* Requests
A. Rewrite the part of the Fela Kuti record list starting at "Here are the" and ending at "its original condition.", putting "scarcity" in place of "rarity".
B. Answer these questions using the Fela Kuti record list:
(i) What is Fela Anikulapo Kuti's date of birth?
(ii) Which label is listed for "Expensive Sh@#t"?
(iii) What organization originally banned "Na Poi"?
====== Text segment ======
Fela Anikulapo Kuti (Oct. 15, 1938 — Aug. 2, 1997) is one of the most important musicians to emerge from Africa in the 20th Century.  As the undisputed pioneer of Afrobeat – a fusion of jazz, funk, highlife, and traditional West African musical traditions – Fela was a relentless critic of corruption, the growing Westernization of Nigeria, and cultural imperialism throughout the African continent.

Today, as the Fela legacy lives on through his fans, children, and the countless musicians he’s influenced with his music…we can’t forget the devoted record collectors like Uchenna Ikonne, Frank Gosner, John Beadle, Francis Falceto, and a host of others who travel the world and spend countless dollars / hours searching for the rarest and most exquisite African music known to man.

Here are the Top 10 Fela Kuti LPs of all time - based on their rarity and demand among record collectors.

Top 10 Fela Kuti Records of All Time

Some of these records you may have never heard of…but hopefully that changes sometime soon.  These are truly gems in a rich treasure trove of music released by Fela.  And if you're thirsty for more Fela goodies, check out DJ 4th Wurld's Fela Kuti audio biopic.

1) "Fela Ransome Kuti & African Koola Lobitos"

Label: EMI-Nigeria (1960s)

This is Fela's first-ever recorded LP – and very hard to come by in its original condition.

2) "He Miss Road"

Label: EMI-Nigeria (1975)

“He Miss Road” is an afrobeat masterpiece, in which Fela cautions people of the perils of losing their way, like a gorilla who leaves the jungle for Lagos.

3) "Na Poi"

Label: EMI-Nigeria (1972)

According to the good people at Fela.net, “The ‘Na Poi’ album contains a later version of Fela’s scandalous hit ‘Na Poi’, in which Fela details what happens between a man and a woman behind closed doors. Originally banned by the Nigerian Broadcasting Company for its taboo sexual lyrics, the version on this eponymous album interchanges spoken word and sung lyrics over the Africa 70 horn play, spanning not only the complete a-side of the record, but the first part of the b-side as well – clocking in over 25 minutes. The record finishes with “You No Go Die….Unless”, a hard-hitting funk tune that displays Fela’s bravado as he instructs people not to fear death, because, he explains, they won’t die until they’re ready to die. Again Fela is playing provocateur to the ruling regime, essentially announcing his fearlessness in the face of their brutality.”

4) "Expensive Sh@#t"

Label: Nigerian Soundworkshop Records (1975)

As legend has it, Fela was once arrested by the police on charges of marijuana possession.  Before the police could seize the evidence, Fela ate it. So they dragged him to the police station in order to wait for his body to eventually excrete. The tale continues that our hero tricked the police by using someone else’s #2.  (Note: this is gross in at least 6 different ways.)

5) "Open and Close"

Label: EMI-Nigeria (1971)

This song is all about the movement - instructing listeners how to dance.

6) "Gentlemen"
====== Given records ======
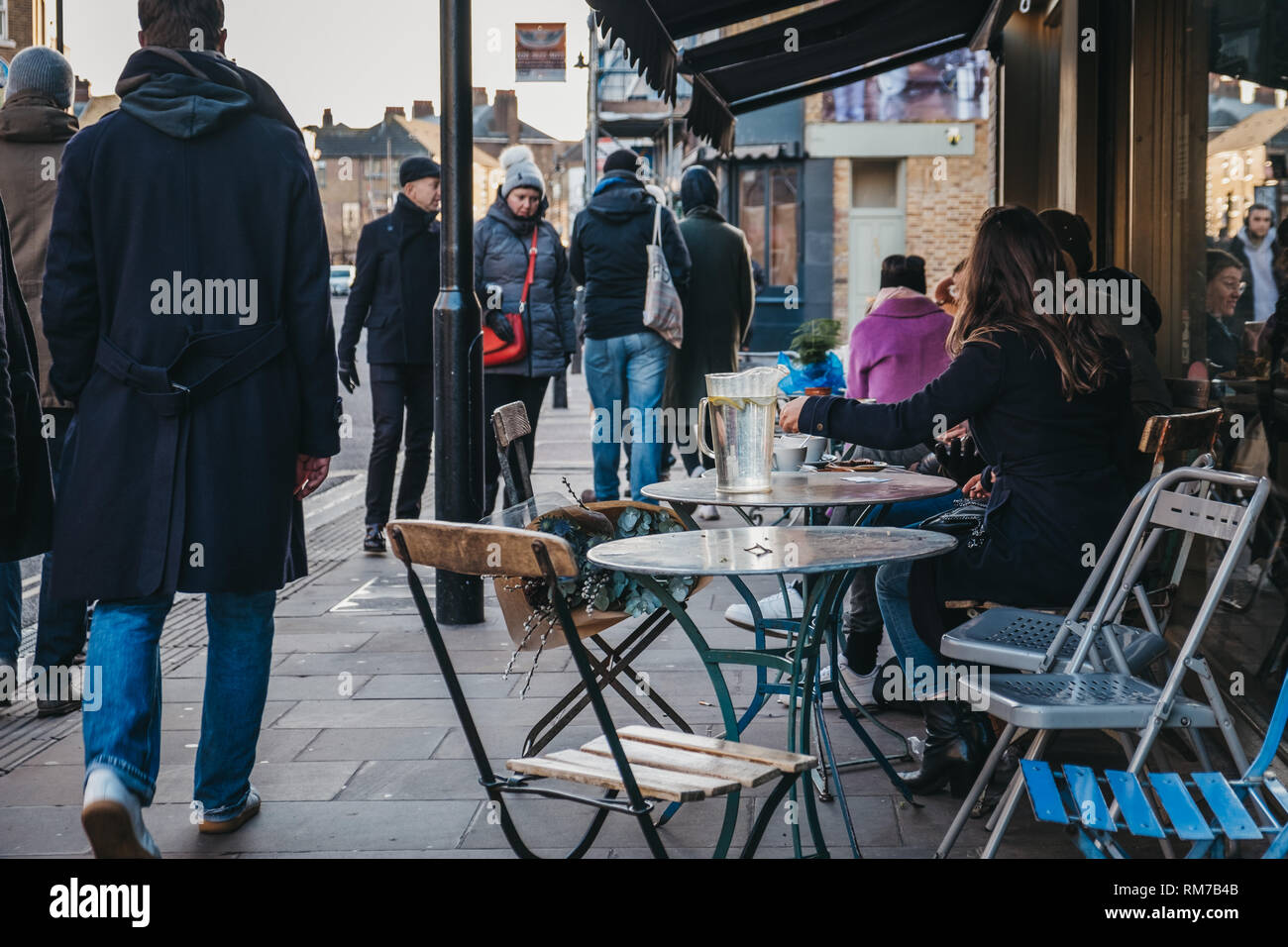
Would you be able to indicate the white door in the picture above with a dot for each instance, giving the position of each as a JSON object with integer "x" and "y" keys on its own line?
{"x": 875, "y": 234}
======
====== Given records ======
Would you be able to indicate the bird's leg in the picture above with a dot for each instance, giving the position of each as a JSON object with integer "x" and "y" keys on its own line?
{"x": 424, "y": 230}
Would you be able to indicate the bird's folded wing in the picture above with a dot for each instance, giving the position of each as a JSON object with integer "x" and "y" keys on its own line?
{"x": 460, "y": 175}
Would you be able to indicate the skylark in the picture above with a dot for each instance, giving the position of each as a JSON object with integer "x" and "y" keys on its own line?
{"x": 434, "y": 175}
======
* Responses in order
A.
Here are the Top 10 Fela Kuti LPs of all time - based on their scarcity and demand among record collectors.

Top 10 Fela Kuti Records of All Time

Some of these records you may have never heard of…but hopefully that changes sometime soon.  These are truly gems in a rich treasure trove of music released by Fela.  And if you're thirsty for more Fela goodies, check out DJ 4th Wurld's Fela Kuti audio biopic.

1) "Fela Ransome Kuti & African Koola Lobitos"

Label: EMI-Nigeria (1960s)

This is Fela's first-ever recorded LP – and very hard to come by in its original condition.

B.
(i) Oct. 15, 1938
(ii) Nigerian Soundworkshop Records
(iii) The Nigerian Broadcasting Company